Request: Number every line in the records below as one list, skipping blank lines and leaving out the pictures.

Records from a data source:
■ ■ ■ ■
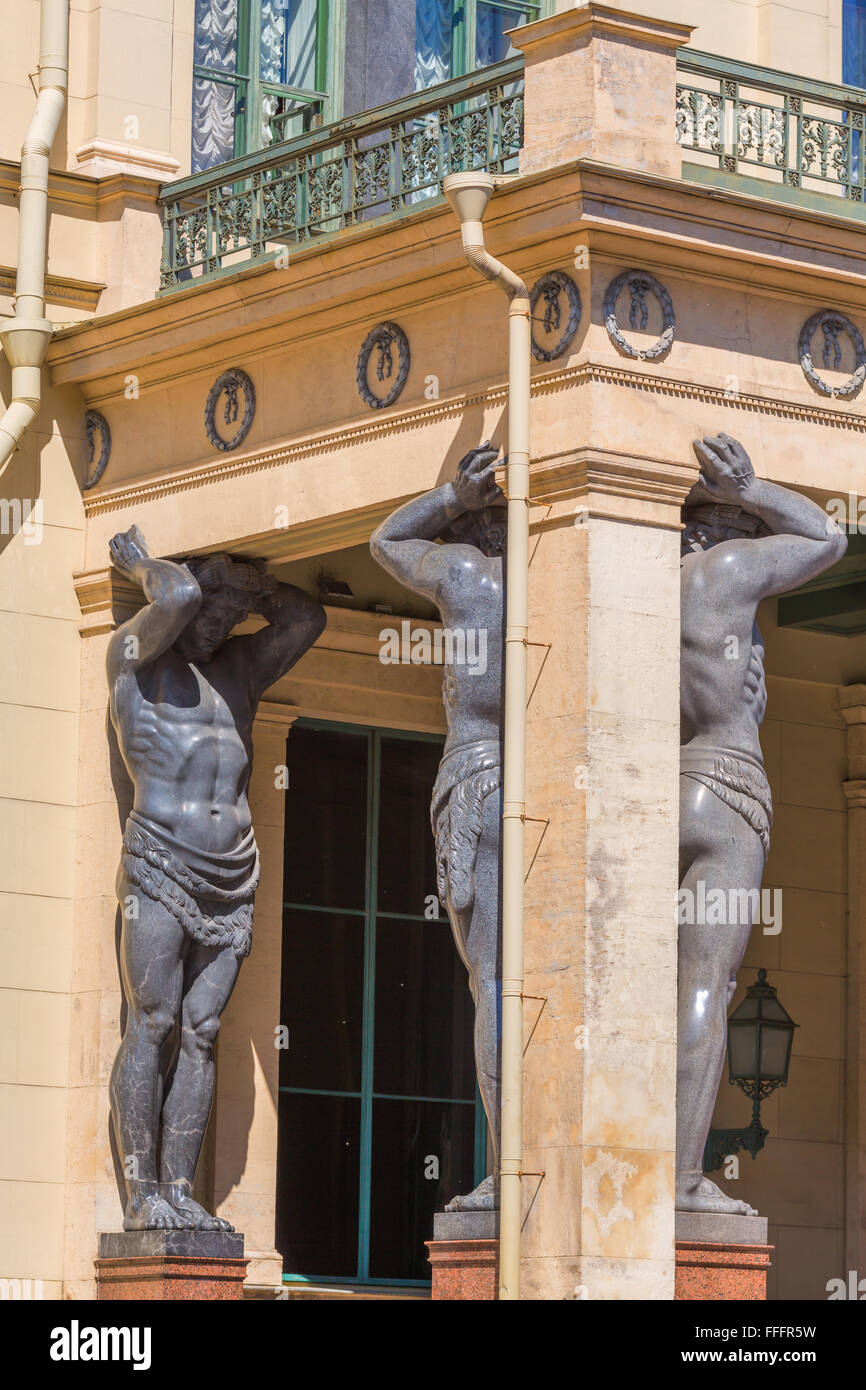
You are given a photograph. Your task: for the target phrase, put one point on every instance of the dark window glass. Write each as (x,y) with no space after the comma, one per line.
(325,840)
(854,42)
(317,1183)
(323,1000)
(423,1011)
(406,859)
(409,1140)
■ ■ ■ ■
Output of the task:
1. You are given a photograph. Your task: for the target phrase, put one point on every instance of the dark window glass. Write each as (x,y) with no space after the comma, one per line.
2. (325,840)
3. (854,42)
4. (317,1183)
5. (323,1000)
6. (423,1011)
7. (406,859)
8. (409,1140)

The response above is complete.